--- Provided records Enclosed Below ---

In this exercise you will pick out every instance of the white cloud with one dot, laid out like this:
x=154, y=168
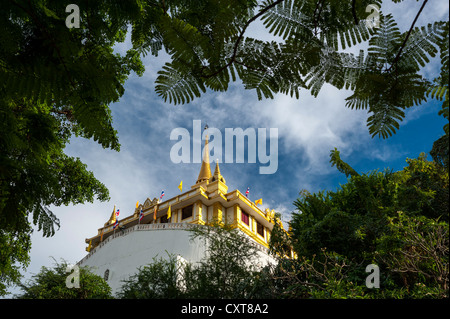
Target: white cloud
x=308, y=129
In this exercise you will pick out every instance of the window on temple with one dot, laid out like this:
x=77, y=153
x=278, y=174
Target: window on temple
x=245, y=218
x=186, y=212
x=260, y=229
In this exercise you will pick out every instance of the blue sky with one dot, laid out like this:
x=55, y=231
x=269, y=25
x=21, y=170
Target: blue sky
x=308, y=129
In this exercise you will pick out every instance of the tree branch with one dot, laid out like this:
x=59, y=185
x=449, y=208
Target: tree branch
x=397, y=57
x=240, y=37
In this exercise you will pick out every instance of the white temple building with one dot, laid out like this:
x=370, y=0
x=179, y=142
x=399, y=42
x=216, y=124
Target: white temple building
x=115, y=253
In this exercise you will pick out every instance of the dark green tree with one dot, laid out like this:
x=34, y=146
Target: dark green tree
x=55, y=83
x=398, y=220
x=51, y=283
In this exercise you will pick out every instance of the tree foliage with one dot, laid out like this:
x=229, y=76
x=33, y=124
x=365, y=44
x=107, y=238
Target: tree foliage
x=50, y=283
x=397, y=220
x=228, y=270
x=55, y=83
x=385, y=80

--- End of Enclosed Provided records ---

### About this task
Each record above should come back exactly the same, only without its pictures.

### Solution for this exercise
In this exercise you will pick out every instance of the white cloud with one dot, laid out like this:
x=154, y=168
Target: white cloud
x=308, y=129
In this exercise you will pick out every instance of the window on temple with one dot, laid out like this:
x=77, y=153
x=278, y=174
Target: window on temple
x=245, y=218
x=186, y=212
x=260, y=229
In this exercise you will pick out every instance of the blue sky with one dot, laid out like this:
x=55, y=231
x=269, y=25
x=21, y=170
Target: blue sky
x=308, y=129
In this exercise you will pick out every instance of the tree branch with one dot, laid out like this:
x=59, y=185
x=449, y=208
Target: tree branch
x=397, y=57
x=240, y=37
In this exercise you will pick out every instance of the white temple building with one dot, laid out like this:
x=370, y=0
x=179, y=142
x=399, y=42
x=216, y=124
Target: white temple building
x=115, y=253
In this exercise you will pick out every instance of the dark green tree with one dot, laid out like this:
x=34, y=146
Target: dark green tree
x=55, y=83
x=398, y=220
x=51, y=283
In this exercise you will pick out every instance of the tree foliage with one dot, laid out like this:
x=229, y=76
x=33, y=124
x=365, y=44
x=107, y=238
Target: tree foliage
x=50, y=283
x=397, y=220
x=228, y=270
x=55, y=83
x=385, y=80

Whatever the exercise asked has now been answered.